Segment Start: Dataset
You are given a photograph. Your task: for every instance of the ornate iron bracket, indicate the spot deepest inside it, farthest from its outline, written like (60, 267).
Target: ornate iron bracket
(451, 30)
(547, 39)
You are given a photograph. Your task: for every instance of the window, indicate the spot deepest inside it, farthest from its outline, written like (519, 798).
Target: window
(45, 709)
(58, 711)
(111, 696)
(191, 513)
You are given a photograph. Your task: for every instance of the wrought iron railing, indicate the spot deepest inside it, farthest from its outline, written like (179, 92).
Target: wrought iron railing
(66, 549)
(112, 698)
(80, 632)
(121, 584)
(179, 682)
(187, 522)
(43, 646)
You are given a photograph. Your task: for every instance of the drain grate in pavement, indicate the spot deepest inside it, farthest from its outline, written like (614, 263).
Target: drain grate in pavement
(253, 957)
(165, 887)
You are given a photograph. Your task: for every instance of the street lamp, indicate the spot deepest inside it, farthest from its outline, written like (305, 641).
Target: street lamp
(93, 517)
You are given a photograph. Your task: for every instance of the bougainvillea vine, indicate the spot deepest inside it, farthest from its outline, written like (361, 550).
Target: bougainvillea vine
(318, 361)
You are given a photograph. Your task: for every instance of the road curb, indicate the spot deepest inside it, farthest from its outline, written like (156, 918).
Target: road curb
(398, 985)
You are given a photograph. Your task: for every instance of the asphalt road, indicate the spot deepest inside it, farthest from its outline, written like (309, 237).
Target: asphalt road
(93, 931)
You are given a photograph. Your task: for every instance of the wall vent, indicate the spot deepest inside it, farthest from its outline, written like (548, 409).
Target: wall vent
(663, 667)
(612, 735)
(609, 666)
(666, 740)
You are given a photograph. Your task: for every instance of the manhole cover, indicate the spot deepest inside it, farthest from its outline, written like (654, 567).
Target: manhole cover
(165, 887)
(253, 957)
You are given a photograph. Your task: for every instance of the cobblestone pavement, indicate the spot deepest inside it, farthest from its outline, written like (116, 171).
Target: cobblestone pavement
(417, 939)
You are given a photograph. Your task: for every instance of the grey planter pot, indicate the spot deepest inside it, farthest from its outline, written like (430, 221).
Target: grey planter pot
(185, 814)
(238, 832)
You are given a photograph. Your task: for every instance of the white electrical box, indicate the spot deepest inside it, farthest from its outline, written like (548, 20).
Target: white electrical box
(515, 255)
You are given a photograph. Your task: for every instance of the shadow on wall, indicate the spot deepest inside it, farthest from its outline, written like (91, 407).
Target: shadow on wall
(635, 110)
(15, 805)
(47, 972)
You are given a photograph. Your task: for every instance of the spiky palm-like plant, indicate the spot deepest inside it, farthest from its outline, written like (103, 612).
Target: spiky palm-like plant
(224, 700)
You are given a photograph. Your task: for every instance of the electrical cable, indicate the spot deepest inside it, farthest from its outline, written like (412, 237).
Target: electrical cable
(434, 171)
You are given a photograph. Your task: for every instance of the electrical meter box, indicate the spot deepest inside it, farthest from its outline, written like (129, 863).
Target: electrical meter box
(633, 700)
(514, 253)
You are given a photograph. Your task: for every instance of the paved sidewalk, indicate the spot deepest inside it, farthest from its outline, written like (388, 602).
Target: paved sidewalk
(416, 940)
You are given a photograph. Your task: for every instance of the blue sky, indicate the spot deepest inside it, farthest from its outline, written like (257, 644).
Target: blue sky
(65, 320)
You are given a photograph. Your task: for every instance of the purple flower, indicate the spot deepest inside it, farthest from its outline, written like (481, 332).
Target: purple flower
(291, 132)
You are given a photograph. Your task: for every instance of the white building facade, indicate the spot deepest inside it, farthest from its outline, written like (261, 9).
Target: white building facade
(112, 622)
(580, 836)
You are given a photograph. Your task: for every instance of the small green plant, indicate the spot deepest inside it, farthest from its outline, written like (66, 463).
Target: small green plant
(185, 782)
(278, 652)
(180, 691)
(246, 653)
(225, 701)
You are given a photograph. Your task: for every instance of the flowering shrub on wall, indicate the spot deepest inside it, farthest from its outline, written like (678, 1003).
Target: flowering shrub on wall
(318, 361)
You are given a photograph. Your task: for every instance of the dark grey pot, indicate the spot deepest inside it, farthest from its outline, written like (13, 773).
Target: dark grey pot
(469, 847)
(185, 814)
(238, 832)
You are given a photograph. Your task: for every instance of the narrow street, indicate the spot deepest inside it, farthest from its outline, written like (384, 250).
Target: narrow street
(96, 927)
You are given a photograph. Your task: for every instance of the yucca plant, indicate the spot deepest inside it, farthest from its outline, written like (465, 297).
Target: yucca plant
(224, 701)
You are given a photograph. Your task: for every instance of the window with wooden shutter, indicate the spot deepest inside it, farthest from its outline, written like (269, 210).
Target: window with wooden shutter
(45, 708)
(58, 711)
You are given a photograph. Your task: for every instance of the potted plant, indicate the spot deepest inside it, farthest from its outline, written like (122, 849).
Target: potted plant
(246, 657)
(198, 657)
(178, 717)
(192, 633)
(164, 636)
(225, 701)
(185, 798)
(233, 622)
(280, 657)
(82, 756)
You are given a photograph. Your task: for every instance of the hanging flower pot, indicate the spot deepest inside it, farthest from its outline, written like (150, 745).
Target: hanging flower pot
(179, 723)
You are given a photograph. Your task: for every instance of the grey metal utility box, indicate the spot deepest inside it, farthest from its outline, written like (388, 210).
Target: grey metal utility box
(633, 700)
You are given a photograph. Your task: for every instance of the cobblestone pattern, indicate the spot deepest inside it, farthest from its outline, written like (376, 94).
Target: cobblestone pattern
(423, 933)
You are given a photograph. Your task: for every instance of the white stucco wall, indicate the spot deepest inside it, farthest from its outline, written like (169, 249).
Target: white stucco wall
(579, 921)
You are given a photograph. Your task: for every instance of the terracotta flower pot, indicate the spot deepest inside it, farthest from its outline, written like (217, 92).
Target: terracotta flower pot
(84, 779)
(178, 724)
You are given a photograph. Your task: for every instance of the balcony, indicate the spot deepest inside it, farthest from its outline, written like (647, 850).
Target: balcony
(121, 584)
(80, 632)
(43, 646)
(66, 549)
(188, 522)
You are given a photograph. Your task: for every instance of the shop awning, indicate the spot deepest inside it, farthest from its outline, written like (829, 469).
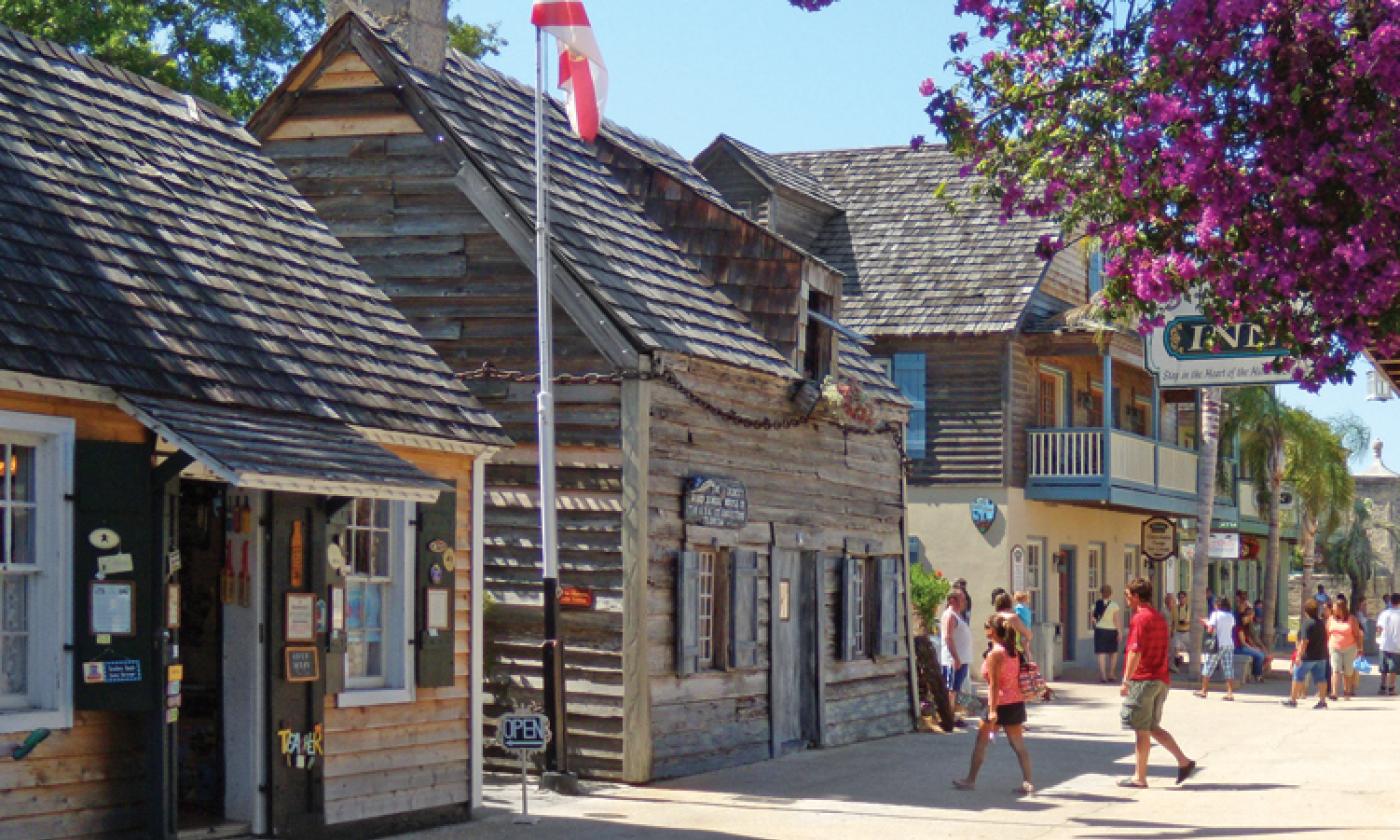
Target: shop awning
(291, 452)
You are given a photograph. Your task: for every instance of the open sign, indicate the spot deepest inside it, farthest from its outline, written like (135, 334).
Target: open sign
(525, 732)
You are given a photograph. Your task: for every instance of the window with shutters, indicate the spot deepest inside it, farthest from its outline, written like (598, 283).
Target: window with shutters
(1094, 571)
(709, 566)
(35, 601)
(375, 542)
(909, 373)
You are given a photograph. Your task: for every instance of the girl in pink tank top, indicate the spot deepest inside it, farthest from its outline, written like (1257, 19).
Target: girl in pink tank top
(1005, 704)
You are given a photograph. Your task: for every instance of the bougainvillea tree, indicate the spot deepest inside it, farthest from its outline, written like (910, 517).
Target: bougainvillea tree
(1245, 151)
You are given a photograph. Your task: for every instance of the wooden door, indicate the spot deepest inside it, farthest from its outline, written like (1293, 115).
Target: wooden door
(787, 654)
(296, 538)
(1047, 405)
(1067, 626)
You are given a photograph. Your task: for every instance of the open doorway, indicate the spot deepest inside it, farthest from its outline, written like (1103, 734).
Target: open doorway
(220, 661)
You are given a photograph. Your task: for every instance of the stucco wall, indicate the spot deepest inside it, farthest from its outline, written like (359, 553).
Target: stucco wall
(942, 520)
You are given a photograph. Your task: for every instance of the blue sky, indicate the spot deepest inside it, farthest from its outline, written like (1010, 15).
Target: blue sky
(786, 80)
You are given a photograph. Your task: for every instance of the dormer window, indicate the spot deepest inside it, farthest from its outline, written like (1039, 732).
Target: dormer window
(816, 353)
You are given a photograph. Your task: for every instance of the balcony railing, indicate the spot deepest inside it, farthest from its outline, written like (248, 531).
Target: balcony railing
(1075, 459)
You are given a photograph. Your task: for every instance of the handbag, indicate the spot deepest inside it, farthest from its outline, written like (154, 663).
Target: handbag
(1032, 682)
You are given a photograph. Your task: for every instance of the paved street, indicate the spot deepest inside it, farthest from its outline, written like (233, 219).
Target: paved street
(1266, 772)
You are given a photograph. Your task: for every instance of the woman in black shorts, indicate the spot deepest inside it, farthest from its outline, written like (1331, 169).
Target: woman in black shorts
(1005, 704)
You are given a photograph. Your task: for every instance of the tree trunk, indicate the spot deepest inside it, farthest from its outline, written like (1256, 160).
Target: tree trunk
(1276, 485)
(1206, 459)
(1306, 545)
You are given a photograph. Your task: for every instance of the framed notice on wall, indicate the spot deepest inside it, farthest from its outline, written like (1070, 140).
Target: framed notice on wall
(301, 662)
(112, 608)
(301, 618)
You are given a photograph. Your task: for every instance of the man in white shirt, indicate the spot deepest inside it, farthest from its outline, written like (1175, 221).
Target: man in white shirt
(1388, 636)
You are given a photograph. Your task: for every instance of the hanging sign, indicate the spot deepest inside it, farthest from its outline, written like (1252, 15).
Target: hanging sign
(983, 513)
(1192, 352)
(1224, 545)
(1158, 538)
(717, 503)
(1018, 569)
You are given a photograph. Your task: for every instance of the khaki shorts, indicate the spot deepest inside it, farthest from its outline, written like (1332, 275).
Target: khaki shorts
(1143, 706)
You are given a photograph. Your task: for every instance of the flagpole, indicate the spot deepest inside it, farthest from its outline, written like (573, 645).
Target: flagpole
(552, 650)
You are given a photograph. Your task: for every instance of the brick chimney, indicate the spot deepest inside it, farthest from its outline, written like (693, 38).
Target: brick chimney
(417, 25)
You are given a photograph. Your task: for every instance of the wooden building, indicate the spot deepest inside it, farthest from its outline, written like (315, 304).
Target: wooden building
(1025, 413)
(732, 556)
(240, 496)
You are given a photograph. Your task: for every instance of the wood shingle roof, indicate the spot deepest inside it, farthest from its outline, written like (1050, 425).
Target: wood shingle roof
Segment End: Dataset
* Task to carry out *
Whenever "shingle" occurs in a line above, copy that line.

* The answer *
You are given a photograph. Your task: for every instance of the wood shingle roof, indicate the spot deepest inside it, farthest from its outline, written like (1050, 425).
Target: wood shingle roof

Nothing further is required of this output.